[Entries supplied]
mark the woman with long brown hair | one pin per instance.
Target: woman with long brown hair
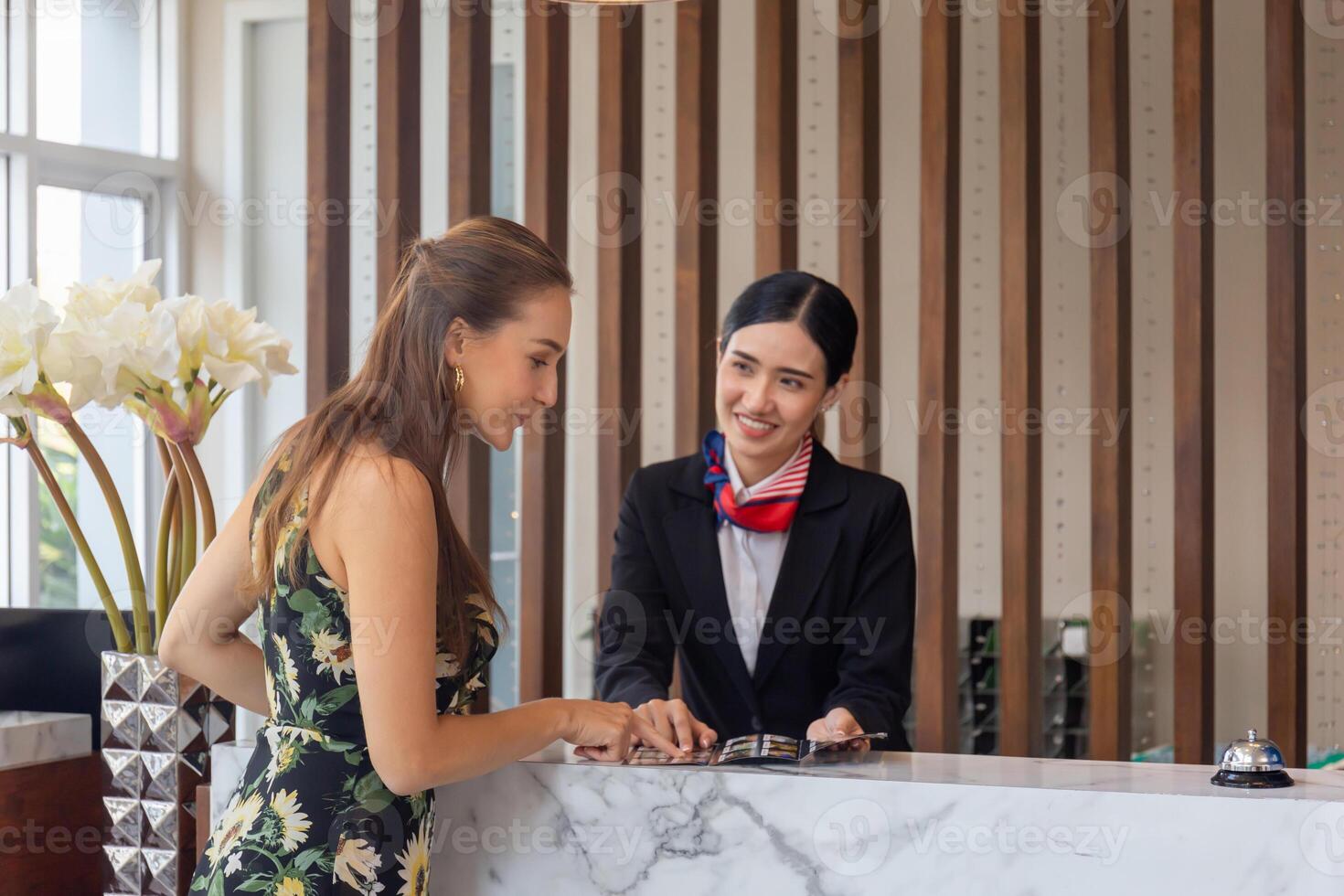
(378, 623)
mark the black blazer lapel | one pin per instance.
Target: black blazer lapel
(692, 536)
(812, 541)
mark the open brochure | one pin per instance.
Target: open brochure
(745, 749)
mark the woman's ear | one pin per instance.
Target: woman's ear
(834, 392)
(454, 341)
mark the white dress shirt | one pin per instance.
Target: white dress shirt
(750, 561)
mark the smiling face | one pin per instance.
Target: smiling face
(511, 372)
(771, 384)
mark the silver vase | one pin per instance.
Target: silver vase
(157, 727)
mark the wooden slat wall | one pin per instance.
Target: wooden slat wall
(618, 294)
(469, 195)
(775, 162)
(937, 729)
(697, 240)
(1192, 400)
(1286, 375)
(1020, 260)
(398, 143)
(328, 186)
(777, 132)
(1108, 125)
(859, 248)
(540, 618)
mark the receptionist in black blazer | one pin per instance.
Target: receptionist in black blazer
(784, 579)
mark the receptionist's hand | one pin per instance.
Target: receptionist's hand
(837, 723)
(674, 720)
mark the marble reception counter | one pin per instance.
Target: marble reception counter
(27, 736)
(880, 824)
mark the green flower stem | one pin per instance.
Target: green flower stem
(208, 503)
(174, 567)
(139, 607)
(162, 597)
(119, 626)
(187, 498)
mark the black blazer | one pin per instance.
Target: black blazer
(840, 623)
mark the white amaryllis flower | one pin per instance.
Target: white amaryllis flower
(114, 337)
(26, 321)
(243, 349)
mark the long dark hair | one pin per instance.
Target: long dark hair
(481, 272)
(821, 309)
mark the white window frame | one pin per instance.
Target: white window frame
(152, 177)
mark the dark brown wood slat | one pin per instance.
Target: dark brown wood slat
(328, 195)
(468, 111)
(859, 186)
(469, 195)
(1286, 377)
(398, 143)
(1020, 261)
(1108, 125)
(618, 294)
(937, 729)
(62, 801)
(1192, 331)
(777, 133)
(697, 238)
(540, 618)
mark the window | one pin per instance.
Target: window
(88, 144)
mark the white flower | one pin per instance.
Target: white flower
(331, 652)
(293, 824)
(234, 825)
(106, 293)
(242, 349)
(414, 861)
(357, 863)
(288, 666)
(114, 336)
(26, 323)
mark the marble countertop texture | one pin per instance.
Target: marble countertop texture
(28, 736)
(875, 824)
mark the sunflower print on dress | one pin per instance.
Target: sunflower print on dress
(311, 816)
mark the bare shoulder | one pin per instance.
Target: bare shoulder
(372, 484)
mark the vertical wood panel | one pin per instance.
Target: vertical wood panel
(1108, 126)
(1286, 357)
(777, 133)
(1020, 260)
(398, 143)
(858, 242)
(328, 194)
(1192, 397)
(468, 111)
(63, 797)
(940, 123)
(618, 294)
(468, 197)
(540, 624)
(697, 237)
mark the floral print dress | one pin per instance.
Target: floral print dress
(311, 816)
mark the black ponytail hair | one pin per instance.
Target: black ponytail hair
(821, 309)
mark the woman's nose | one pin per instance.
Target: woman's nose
(757, 400)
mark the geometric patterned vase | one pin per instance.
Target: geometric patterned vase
(157, 727)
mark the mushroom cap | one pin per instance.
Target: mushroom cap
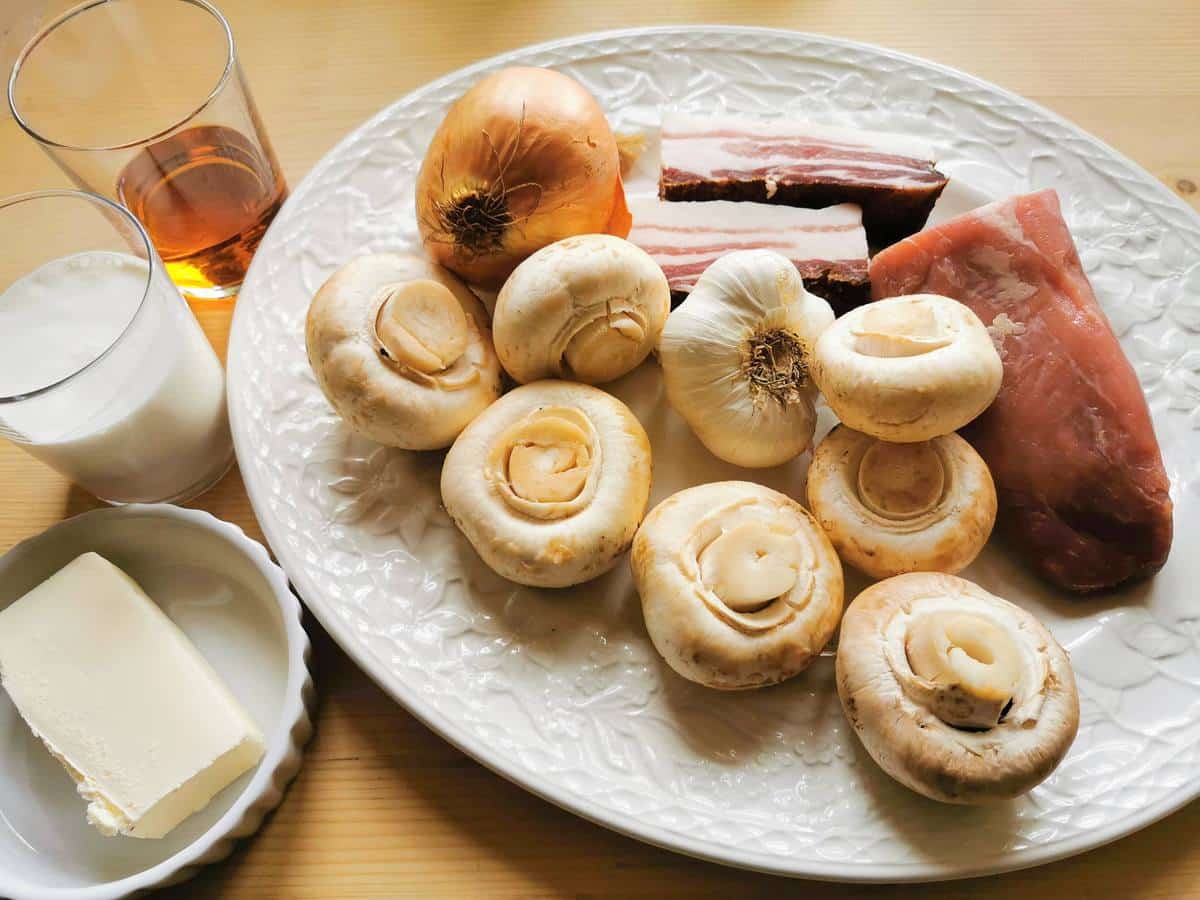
(748, 309)
(699, 591)
(377, 397)
(907, 369)
(550, 483)
(889, 706)
(588, 309)
(901, 508)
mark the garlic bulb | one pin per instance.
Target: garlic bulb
(901, 508)
(402, 351)
(588, 309)
(957, 694)
(739, 587)
(550, 483)
(736, 358)
(907, 369)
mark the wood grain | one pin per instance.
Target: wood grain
(384, 808)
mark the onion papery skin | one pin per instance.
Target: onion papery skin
(523, 159)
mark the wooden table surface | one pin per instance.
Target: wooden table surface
(385, 808)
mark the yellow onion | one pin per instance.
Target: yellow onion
(523, 159)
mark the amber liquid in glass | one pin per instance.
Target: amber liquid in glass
(205, 197)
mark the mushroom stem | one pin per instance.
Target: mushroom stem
(972, 665)
(613, 342)
(750, 564)
(420, 325)
(899, 481)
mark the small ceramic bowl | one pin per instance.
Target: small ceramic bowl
(222, 589)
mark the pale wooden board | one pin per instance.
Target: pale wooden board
(385, 808)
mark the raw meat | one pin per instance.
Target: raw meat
(892, 177)
(828, 246)
(1069, 439)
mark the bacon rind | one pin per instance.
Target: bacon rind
(827, 246)
(892, 178)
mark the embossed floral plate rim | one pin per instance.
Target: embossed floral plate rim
(766, 41)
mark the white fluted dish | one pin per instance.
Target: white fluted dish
(227, 595)
(562, 691)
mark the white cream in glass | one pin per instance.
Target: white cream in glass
(105, 373)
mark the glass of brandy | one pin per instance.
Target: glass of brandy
(144, 102)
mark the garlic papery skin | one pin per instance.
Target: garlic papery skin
(901, 508)
(739, 587)
(402, 351)
(736, 358)
(586, 309)
(550, 483)
(955, 693)
(907, 369)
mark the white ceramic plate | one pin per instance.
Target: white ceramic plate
(222, 589)
(562, 691)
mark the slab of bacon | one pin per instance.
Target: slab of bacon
(828, 246)
(1069, 439)
(892, 177)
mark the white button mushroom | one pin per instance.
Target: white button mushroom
(901, 508)
(957, 694)
(739, 587)
(588, 309)
(736, 358)
(907, 369)
(402, 351)
(550, 483)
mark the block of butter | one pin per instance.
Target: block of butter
(123, 700)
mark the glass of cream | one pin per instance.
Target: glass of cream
(105, 373)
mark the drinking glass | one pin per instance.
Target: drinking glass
(105, 373)
(144, 102)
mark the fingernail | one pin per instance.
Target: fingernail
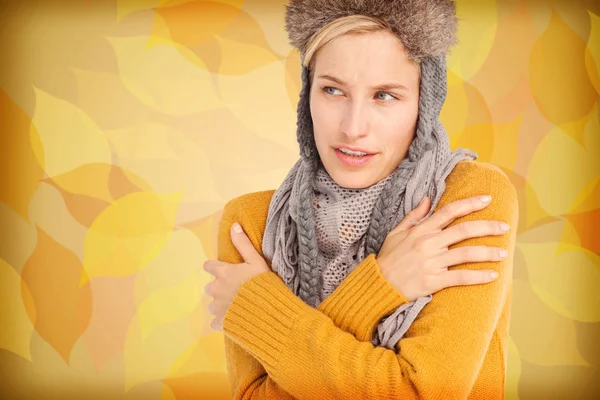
(237, 228)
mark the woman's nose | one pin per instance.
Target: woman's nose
(355, 122)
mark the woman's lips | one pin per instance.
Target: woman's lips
(353, 161)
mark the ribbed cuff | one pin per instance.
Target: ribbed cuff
(365, 297)
(262, 315)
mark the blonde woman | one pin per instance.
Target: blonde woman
(381, 268)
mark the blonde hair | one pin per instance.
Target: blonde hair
(351, 24)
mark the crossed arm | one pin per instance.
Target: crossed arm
(279, 347)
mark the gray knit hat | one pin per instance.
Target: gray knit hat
(427, 29)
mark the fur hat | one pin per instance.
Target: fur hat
(425, 27)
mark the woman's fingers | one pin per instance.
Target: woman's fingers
(414, 215)
(448, 213)
(468, 254)
(461, 277)
(470, 229)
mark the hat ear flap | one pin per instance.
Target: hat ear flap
(304, 126)
(433, 87)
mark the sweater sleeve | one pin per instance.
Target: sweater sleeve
(309, 357)
(356, 306)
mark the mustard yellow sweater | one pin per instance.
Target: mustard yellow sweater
(278, 347)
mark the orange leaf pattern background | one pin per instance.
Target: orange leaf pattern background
(126, 125)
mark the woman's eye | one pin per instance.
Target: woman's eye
(381, 96)
(330, 90)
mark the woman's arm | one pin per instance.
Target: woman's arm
(356, 306)
(308, 356)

[Exercise brief]
Taking the line that contains "Target: mustard yellow sweater" as the starting point, copy every line through the end of the listing exactly, and write nothing further.

[Your response]
Target: mustard yellow sweater
(278, 347)
mark the orange leaf pattern background | one pin per instance.
Target: orange leaf pattern background
(126, 125)
mark the woman's eye | one pin per instance.
Target: woman's eye
(381, 96)
(330, 90)
mark the woman's arm | one pin per instance.
Target: woman's arm
(356, 306)
(308, 356)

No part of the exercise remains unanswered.